What is needed:
Rewrite the records from the start through the line containing "point(133, 253)", requests included, and shift each coordinate in the answer points up by 86. Leave the sample points in the requests as they are.

==*==

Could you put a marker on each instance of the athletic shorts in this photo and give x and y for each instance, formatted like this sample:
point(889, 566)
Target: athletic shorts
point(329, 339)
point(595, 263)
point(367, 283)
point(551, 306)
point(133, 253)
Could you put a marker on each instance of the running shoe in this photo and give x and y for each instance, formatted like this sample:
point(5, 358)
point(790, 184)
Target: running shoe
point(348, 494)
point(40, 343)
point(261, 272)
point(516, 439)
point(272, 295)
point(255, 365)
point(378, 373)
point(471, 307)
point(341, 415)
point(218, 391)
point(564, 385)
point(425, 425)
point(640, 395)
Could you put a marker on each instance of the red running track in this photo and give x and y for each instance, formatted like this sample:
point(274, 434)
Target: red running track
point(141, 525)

==*==

Exercise solution:
Could you put a marker on each instance of the athletic shorts in this photo and give x and y for each instance, formatted like this sample:
point(889, 566)
Target: athletic shorts
point(415, 425)
point(681, 349)
point(453, 369)
point(637, 392)
point(219, 339)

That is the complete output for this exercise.